## Selected extract
[Begin]
Make Up is the fourth album by Japanese rock band Flower Travellin' Band, released in 1973. It is a double album, featuring both live and studio recordings.

Production
After returning from Canada, Flower Travellin' Band began a new album. The mix of live and studio recordings was planned from the beginning. Wanting a mix of sounds, they tried acoustic pieces and experimented with material that would be hard to reproduce live. Growing as a band and as individuals, more individual contributions were made.

Tracks 1, 2, 5, 7 and 8 were recorded live at Yokosuka Bunka Kaikan in Yokosuka on September 16, 1972, while track 9 is a live studio recording. The band's founder and producer Yuya Uchida provides guest vocals on "Blue Suede Shoes".

"Slowly But Surely" was covered by thrash metal band Outrage for their 1988 first album, Black Clouds. "Hiroshima" and the title track were covered by Cult of Personality and thrash metal band United respectively, for the 2000 Flower Travellin' Band Tribute album.
[End]
## Prompt a
Count the lines of the listing that contain the string "ceiling", matching case exactly, and reply with only the number.

## Exercise materials
[Begin]
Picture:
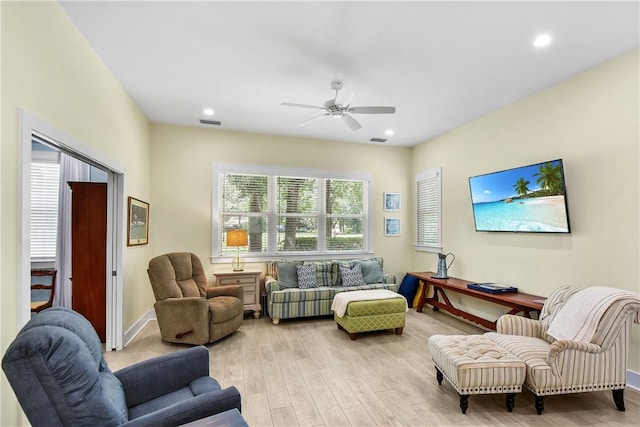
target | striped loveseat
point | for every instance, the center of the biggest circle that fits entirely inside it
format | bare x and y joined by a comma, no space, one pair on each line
593,358
285,298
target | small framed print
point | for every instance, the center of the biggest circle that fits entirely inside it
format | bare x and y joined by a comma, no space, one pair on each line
138,231
391,202
392,226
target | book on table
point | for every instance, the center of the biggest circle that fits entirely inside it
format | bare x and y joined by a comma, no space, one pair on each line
492,288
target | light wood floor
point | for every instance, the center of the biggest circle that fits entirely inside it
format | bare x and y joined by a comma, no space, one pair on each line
306,372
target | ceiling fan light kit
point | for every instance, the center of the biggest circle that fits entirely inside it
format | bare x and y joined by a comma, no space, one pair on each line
341,111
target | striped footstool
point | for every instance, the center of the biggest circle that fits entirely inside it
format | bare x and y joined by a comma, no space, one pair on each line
364,314
474,364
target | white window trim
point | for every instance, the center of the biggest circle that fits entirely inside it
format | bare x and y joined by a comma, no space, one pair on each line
429,174
247,168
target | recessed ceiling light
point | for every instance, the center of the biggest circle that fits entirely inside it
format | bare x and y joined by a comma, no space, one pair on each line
542,40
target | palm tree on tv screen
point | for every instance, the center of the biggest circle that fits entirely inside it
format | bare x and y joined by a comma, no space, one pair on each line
521,187
550,179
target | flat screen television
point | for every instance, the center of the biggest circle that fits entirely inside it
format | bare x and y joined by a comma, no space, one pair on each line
526,199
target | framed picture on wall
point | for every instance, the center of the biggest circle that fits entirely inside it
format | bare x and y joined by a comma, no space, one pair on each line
392,226
138,214
391,202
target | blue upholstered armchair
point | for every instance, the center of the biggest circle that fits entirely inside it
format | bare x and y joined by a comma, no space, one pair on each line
58,372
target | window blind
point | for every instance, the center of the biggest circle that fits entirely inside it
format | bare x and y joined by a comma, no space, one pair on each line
45,183
285,214
428,218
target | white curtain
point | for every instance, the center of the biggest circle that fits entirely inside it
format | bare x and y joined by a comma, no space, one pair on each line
71,169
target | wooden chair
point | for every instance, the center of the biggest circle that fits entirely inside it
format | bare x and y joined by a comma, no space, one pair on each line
38,289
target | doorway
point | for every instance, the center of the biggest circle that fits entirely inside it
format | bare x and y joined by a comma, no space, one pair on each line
34,128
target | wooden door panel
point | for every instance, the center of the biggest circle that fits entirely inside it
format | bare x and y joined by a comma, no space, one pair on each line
89,256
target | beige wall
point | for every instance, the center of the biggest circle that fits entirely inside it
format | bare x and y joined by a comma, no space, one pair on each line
182,159
49,70
591,121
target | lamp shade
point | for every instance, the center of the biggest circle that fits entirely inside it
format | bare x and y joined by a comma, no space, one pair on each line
237,238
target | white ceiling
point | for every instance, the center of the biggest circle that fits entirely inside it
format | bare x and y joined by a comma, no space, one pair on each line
441,64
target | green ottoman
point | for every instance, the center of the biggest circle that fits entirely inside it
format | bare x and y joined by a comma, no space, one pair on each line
372,310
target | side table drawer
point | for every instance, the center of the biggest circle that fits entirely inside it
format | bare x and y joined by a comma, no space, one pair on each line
250,282
248,295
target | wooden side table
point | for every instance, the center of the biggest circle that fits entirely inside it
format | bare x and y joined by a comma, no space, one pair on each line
250,282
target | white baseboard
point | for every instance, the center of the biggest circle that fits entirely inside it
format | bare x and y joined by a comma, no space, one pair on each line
633,379
134,330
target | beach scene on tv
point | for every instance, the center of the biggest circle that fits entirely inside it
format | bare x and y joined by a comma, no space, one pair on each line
525,199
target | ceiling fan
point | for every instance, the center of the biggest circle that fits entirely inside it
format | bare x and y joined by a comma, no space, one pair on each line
340,110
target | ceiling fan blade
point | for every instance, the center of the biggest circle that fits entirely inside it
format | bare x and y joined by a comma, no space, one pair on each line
350,122
372,110
345,96
306,122
289,104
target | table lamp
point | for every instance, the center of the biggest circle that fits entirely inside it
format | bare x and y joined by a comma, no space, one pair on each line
237,238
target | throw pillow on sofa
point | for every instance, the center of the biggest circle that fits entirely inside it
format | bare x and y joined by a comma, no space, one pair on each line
307,276
352,276
371,272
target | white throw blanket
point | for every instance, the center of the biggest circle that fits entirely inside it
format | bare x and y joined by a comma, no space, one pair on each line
578,319
342,299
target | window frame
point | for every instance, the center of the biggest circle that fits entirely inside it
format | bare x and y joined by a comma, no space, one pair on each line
273,172
431,174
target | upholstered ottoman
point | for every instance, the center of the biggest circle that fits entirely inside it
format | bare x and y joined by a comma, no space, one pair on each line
369,310
473,364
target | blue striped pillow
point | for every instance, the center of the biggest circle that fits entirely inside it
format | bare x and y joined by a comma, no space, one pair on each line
352,276
307,276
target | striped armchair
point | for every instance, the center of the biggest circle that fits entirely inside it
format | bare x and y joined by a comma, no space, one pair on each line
590,348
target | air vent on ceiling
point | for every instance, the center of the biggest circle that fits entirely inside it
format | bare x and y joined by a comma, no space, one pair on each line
210,122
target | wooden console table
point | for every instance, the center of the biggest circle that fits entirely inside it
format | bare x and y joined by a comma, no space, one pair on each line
518,301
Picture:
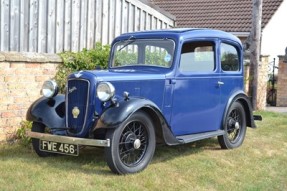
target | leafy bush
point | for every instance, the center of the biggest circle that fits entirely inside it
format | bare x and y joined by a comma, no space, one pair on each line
21,133
84,60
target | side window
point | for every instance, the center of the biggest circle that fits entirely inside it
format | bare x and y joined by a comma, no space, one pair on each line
197,57
229,58
157,56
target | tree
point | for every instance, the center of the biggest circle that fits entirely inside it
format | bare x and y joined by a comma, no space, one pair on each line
253,43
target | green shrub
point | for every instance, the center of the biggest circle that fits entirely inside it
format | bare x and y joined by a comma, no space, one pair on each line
21,132
84,60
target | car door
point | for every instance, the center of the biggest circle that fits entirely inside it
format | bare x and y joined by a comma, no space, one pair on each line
231,70
196,93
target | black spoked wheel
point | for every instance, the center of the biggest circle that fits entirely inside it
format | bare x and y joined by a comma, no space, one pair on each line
234,126
40,128
132,145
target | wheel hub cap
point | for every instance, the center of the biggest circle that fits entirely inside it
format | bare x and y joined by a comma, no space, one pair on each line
137,144
236,126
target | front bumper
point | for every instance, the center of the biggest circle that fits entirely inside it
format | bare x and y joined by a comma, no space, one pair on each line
69,140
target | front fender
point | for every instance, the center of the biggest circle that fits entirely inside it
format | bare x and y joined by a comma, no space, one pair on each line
48,111
113,116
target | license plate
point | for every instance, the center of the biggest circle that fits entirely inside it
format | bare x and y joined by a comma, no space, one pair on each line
60,148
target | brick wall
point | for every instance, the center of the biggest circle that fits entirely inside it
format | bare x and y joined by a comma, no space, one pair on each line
282,83
21,78
262,83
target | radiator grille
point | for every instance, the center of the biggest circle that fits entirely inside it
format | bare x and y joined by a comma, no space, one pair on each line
77,104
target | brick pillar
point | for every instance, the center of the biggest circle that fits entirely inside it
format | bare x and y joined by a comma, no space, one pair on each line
262,82
281,100
21,78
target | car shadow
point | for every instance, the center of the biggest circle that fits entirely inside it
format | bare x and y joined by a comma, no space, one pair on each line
92,159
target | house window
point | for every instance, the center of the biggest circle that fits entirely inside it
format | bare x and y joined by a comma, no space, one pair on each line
229,58
197,57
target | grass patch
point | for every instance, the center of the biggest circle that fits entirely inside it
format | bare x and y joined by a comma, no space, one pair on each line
259,164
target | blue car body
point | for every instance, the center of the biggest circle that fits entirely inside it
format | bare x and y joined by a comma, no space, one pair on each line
185,103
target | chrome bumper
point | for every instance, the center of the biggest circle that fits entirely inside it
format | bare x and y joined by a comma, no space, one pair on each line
69,140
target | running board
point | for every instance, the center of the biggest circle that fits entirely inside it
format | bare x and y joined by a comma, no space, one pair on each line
199,136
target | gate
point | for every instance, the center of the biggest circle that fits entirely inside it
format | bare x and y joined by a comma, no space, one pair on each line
271,85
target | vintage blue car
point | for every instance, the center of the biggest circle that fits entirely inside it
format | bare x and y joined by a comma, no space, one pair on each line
173,86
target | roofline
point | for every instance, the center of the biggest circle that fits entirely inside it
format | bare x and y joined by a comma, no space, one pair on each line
240,34
157,8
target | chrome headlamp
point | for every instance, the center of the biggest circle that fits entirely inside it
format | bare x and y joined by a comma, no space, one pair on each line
50,89
105,91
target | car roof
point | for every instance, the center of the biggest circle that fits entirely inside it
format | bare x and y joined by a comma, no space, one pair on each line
180,33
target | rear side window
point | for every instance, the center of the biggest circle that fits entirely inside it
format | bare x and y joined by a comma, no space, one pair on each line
229,58
197,57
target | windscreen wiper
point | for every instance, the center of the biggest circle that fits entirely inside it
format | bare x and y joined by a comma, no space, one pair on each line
129,41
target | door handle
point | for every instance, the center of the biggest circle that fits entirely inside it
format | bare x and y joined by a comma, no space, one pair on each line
220,83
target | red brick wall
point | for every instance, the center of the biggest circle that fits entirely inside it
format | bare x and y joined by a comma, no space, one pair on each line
21,78
282,83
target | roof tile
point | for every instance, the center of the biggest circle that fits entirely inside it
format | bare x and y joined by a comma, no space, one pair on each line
228,15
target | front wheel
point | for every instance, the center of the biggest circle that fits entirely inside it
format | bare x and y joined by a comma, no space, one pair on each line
234,127
132,144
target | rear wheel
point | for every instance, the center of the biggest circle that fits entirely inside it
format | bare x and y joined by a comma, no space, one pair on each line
39,128
234,127
132,144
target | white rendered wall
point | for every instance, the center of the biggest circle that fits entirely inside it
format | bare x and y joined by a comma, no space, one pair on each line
274,35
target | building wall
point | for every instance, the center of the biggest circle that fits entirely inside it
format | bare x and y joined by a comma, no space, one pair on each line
274,35
282,84
52,26
21,78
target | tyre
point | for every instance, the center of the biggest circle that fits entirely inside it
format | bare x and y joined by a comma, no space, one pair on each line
234,127
132,144
39,128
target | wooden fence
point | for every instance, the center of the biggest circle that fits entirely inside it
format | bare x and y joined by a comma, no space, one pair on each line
52,26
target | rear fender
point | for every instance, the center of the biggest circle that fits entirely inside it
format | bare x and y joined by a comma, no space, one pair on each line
[End]
## Prompt b
Proceed with the article on the Flower Travellin' Band album Make Up, picking up after its final sentence.

## Response a
6

## Response b
Reception

Eduardo Rivadavia of Allmusic referred to Make Up as confused and "inconsistent to say the least", giving it a 3 star rating out of five. Aquarius Records and the Roadburn Festival were mostly positive in a review, writing that the first two sides show the band's more mellow and pop side, "with the gentle epic ‘Look at My Window’, the bluesy, balladic ‘Shadows of Lost Days’, and the sad ‘Broken Strings’ all probably prompting lighter-raising among concert goers." But stated that the title-track, "Slowly But Surely" and "All the Days" provide heavier fare. They then approved of the 24-minute live version of "Hiroshima", describing it as "chock full of the type of slightly sinister, blown-out riffage that today’s stoner rockers try their hardest to recreate." They finished by claiming the semi-acoustic "spaced out ‘After the Concert’ winds things up wordlessly and beautifully."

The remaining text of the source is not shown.